§ **EXTRACTED DATA**:
————

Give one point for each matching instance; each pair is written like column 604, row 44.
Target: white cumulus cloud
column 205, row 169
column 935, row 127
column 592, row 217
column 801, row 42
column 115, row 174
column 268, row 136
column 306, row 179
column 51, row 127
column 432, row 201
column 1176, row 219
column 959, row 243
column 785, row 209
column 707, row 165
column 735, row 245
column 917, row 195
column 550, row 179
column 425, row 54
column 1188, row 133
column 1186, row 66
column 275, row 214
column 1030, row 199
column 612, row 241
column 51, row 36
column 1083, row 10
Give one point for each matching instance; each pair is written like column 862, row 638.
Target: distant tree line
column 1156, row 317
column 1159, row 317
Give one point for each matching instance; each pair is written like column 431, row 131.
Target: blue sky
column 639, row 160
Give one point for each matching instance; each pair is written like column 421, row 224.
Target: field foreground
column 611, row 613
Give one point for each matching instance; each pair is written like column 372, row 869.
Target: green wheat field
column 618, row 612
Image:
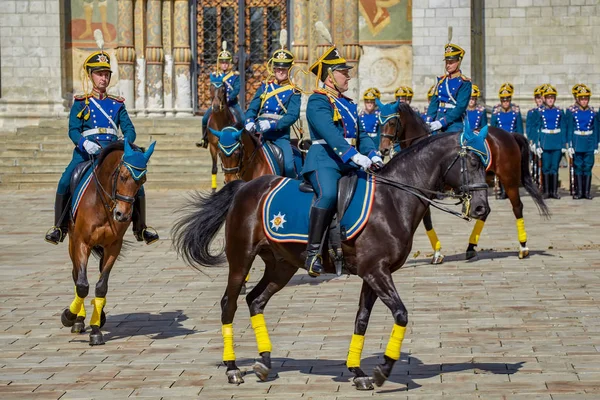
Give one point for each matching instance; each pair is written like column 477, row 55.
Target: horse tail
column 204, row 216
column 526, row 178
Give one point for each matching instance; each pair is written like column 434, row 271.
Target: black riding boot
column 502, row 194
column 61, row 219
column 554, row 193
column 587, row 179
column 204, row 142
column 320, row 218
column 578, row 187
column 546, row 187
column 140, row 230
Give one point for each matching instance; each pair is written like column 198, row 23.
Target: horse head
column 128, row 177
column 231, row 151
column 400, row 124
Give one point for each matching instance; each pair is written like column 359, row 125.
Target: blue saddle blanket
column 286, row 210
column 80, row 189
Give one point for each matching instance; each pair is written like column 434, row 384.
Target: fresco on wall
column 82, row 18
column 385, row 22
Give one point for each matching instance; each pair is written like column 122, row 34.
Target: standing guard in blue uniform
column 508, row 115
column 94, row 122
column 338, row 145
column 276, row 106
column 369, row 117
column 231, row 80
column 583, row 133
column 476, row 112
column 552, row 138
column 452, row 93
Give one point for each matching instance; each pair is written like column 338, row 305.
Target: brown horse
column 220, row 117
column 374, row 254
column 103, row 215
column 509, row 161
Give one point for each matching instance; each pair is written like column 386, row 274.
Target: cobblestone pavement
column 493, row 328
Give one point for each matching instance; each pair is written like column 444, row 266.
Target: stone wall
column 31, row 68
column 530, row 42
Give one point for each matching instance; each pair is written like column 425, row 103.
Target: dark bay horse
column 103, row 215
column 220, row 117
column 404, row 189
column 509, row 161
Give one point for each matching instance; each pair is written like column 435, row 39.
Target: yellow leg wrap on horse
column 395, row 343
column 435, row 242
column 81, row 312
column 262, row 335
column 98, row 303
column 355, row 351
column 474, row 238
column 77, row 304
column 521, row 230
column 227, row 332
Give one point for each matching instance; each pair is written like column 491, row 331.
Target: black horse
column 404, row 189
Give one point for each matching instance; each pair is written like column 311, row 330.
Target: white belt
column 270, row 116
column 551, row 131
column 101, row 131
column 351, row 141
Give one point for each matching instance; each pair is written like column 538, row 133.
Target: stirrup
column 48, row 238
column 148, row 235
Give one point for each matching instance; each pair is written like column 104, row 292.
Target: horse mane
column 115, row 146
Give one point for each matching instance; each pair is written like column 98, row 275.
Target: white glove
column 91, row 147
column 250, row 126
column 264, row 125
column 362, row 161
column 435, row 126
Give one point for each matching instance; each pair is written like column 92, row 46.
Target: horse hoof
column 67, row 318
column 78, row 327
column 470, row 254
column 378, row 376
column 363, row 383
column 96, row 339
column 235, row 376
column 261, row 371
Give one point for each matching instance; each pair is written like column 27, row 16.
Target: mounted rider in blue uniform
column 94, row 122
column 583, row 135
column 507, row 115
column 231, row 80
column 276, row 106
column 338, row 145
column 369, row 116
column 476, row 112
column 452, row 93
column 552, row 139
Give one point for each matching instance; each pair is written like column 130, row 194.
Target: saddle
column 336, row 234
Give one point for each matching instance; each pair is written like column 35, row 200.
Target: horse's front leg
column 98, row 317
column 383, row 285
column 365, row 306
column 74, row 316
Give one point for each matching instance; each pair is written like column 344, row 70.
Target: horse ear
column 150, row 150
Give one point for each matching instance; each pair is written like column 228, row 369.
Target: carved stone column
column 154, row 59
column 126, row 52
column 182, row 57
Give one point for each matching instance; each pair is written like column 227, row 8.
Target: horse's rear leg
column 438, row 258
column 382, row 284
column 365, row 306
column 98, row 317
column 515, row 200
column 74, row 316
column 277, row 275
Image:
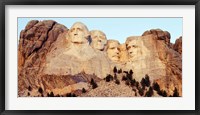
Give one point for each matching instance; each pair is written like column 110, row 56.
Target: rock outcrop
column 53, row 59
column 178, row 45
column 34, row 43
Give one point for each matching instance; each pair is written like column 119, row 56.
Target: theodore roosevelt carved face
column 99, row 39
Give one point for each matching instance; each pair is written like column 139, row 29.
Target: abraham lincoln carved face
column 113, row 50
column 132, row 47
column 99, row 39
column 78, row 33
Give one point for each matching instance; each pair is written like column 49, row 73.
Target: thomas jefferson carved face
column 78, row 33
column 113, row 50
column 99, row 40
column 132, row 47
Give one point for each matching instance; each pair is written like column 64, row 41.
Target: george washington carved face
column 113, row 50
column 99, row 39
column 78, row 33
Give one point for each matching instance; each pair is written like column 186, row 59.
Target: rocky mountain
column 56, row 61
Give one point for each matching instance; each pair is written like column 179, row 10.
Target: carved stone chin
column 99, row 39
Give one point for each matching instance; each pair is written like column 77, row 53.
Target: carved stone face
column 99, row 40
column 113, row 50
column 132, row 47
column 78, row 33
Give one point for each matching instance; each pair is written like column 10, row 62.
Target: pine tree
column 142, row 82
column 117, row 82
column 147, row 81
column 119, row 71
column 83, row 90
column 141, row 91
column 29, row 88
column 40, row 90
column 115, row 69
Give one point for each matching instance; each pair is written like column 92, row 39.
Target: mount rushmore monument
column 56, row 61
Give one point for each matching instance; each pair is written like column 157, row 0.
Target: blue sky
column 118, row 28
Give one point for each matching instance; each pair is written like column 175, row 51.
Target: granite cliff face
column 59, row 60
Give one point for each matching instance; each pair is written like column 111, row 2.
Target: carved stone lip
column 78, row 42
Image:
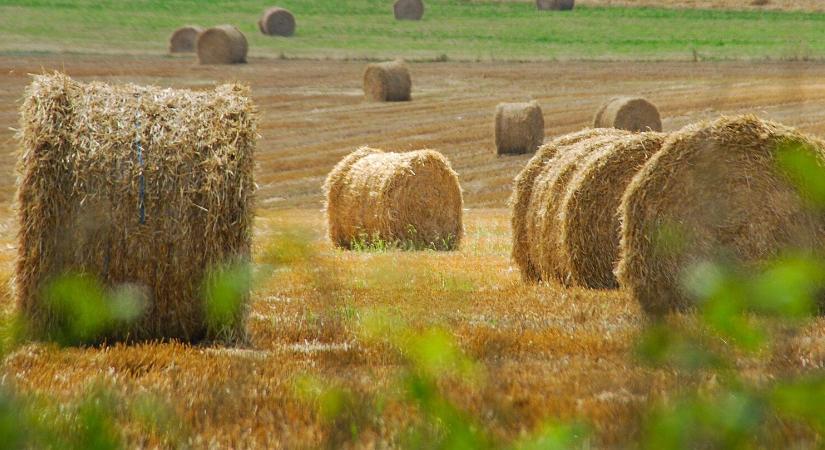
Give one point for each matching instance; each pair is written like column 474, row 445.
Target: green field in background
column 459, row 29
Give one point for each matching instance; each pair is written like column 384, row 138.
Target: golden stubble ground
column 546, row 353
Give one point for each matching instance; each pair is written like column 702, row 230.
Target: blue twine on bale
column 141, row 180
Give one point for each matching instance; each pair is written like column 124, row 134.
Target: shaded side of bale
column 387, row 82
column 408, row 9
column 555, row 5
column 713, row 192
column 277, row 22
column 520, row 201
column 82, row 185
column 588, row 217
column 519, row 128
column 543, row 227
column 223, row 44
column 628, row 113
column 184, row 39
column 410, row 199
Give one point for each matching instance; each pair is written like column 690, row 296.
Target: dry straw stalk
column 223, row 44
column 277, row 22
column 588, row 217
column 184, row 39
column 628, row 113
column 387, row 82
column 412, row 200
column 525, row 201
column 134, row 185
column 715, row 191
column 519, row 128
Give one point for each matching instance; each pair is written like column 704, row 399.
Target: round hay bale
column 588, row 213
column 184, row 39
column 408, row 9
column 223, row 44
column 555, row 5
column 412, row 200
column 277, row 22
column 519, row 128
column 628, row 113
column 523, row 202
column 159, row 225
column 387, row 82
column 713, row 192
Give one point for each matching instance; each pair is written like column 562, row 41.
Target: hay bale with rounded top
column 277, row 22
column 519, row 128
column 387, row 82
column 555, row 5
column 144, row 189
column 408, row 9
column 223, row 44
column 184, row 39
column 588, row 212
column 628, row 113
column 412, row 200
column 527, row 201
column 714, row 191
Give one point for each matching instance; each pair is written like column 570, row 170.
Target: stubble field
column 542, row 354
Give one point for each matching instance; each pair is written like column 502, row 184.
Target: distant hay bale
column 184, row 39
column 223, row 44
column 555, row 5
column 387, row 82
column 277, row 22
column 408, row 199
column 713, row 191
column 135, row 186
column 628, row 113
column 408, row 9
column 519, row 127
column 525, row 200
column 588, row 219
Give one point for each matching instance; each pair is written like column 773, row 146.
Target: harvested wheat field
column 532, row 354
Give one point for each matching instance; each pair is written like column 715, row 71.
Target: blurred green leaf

————

§ **WHAT IS NEEDED**: Beginning with the line holding "359, row 125." and ending with the line holding "122, row 34.", write out the stretch of material above exactly; add no further lines.

§ **ANSWER SPACE**:
Give one point for each matching instance; each pair is written like column 359, row 125.
Target: blue saddle blanket
column 286, row 210
column 80, row 189
Give one point for each matching instance; each pair is written like column 434, row 384.
Target: fresco on wall
column 82, row 18
column 385, row 22
Give one point for each matching instance; each pair is written like column 122, row 34.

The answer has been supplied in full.